◆ Challenge ◆
Are you able to retype all the records below exactly?
--- BEGIN Provided records ---
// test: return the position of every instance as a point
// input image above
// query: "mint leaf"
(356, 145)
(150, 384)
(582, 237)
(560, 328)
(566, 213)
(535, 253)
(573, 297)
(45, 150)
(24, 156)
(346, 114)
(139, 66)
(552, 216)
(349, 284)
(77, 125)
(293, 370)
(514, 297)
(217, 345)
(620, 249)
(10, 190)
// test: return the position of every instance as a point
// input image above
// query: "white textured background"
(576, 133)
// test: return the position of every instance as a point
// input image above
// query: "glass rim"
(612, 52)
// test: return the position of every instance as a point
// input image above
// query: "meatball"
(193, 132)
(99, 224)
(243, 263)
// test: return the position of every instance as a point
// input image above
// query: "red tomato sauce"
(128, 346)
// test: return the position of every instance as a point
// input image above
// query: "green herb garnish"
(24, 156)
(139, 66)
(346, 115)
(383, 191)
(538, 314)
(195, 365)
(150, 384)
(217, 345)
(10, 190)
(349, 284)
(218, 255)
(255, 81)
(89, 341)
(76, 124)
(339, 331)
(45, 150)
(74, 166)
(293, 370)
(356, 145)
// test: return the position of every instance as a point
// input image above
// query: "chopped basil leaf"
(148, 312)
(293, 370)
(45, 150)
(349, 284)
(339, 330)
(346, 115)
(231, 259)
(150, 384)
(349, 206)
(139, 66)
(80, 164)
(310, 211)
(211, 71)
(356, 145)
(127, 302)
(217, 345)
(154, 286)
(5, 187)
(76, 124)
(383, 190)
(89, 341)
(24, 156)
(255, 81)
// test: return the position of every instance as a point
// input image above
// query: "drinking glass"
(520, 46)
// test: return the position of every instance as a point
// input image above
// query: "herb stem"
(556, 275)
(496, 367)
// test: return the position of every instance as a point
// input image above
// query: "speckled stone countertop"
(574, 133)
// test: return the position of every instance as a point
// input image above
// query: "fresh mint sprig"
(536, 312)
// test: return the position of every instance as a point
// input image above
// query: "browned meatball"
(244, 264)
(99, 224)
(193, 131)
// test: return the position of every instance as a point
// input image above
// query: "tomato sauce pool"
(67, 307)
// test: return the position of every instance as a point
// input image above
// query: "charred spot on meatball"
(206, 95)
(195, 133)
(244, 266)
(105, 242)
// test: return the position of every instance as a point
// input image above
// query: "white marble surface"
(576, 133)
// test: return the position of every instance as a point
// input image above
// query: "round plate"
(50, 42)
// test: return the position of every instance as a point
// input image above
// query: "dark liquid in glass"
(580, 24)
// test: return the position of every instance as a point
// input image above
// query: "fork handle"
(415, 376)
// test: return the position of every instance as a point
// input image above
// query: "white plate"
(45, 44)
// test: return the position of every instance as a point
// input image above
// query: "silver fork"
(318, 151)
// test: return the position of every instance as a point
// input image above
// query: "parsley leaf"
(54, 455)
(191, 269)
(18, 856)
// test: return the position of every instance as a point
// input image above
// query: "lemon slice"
--- END Provided records ---
◆ Answer for the task ◆
// test: return the position of every instance as a point
// input image above
// query: "mint leaf"
(356, 145)
(150, 384)
(582, 237)
(560, 328)
(566, 213)
(535, 253)
(573, 297)
(45, 150)
(24, 156)
(346, 114)
(139, 66)
(552, 216)
(349, 284)
(77, 125)
(293, 370)
(514, 297)
(217, 345)
(620, 249)
(10, 190)
// test: return the position of every instance as a point
// input image above
// query: "white textured background"
(576, 133)
// test: return the position of every instance as a point
// input image above
// query: "glass rim"
(612, 52)
// test: return the position of every instance as a point
// input image above
// query: "meatball"
(193, 132)
(99, 224)
(243, 263)
// test: return the position of every instance as a point
// input image above
// query: "red tomato sauce"
(128, 346)
// test: return the position of every instance as a point
// input image above
// query: "green herb garnish"
(24, 156)
(139, 66)
(346, 115)
(383, 191)
(538, 314)
(195, 365)
(150, 384)
(217, 345)
(10, 190)
(349, 284)
(218, 255)
(255, 81)
(89, 341)
(76, 124)
(339, 331)
(45, 150)
(74, 166)
(293, 370)
(356, 145)
// test: return the position of every instance as a point
// input image above
// query: "chopped basil leaf"
(148, 312)
(293, 370)
(45, 150)
(349, 284)
(339, 330)
(346, 115)
(231, 259)
(150, 384)
(349, 206)
(139, 66)
(80, 164)
(310, 211)
(211, 71)
(356, 145)
(127, 302)
(217, 345)
(154, 286)
(5, 187)
(76, 124)
(383, 190)
(89, 341)
(24, 156)
(255, 81)
// test: return the position of every instance as a point
// input image above
// query: "drinking glass"
(520, 46)
// test: return the position of every instance as a point
// input image above
// query: "herb stem"
(556, 275)
(496, 367)
// test: return the position of every instance as a point
// input image above
// query: "speckled stone countertop"
(574, 133)
// test: return the position of every instance as a point
// input image above
// query: "fresh mint sprig"
(536, 312)
// test: return the position of every instance as a point
// input image above
// query: "browned meatball"
(244, 264)
(99, 224)
(193, 131)
// test: return the position of every instance as a point
// input image above
// query: "tomato sauce pool"
(67, 307)
// test: return the position of every instance as a point
// input image above
// query: "charred spot on meatball"
(206, 95)
(195, 133)
(244, 266)
(105, 242)
// test: return the position of every instance as a point
// input image above
// query: "white marble surface"
(576, 133)
// test: return the position of every instance as a point
// input image above
// query: "round plate"
(50, 42)
// test: return the position of every instance as a point
// input image above
// query: "dark liquid in glass"
(580, 24)
// test: return the position of every instance as a point
// input image above
// query: "fork handle"
(415, 376)
// test: return the position of every instance as a point
// input image above
// query: "white plate"
(45, 44)
// test: return the position of every instance as a point
// input image above
// query: "silver fork"
(318, 151)
// test: return the position of every instance as a point
// input image above
// query: "parsley leaf"
(54, 455)
(191, 269)
(18, 856)
// test: return the position of every instance as a point
// input image above
// query: "lemon slice"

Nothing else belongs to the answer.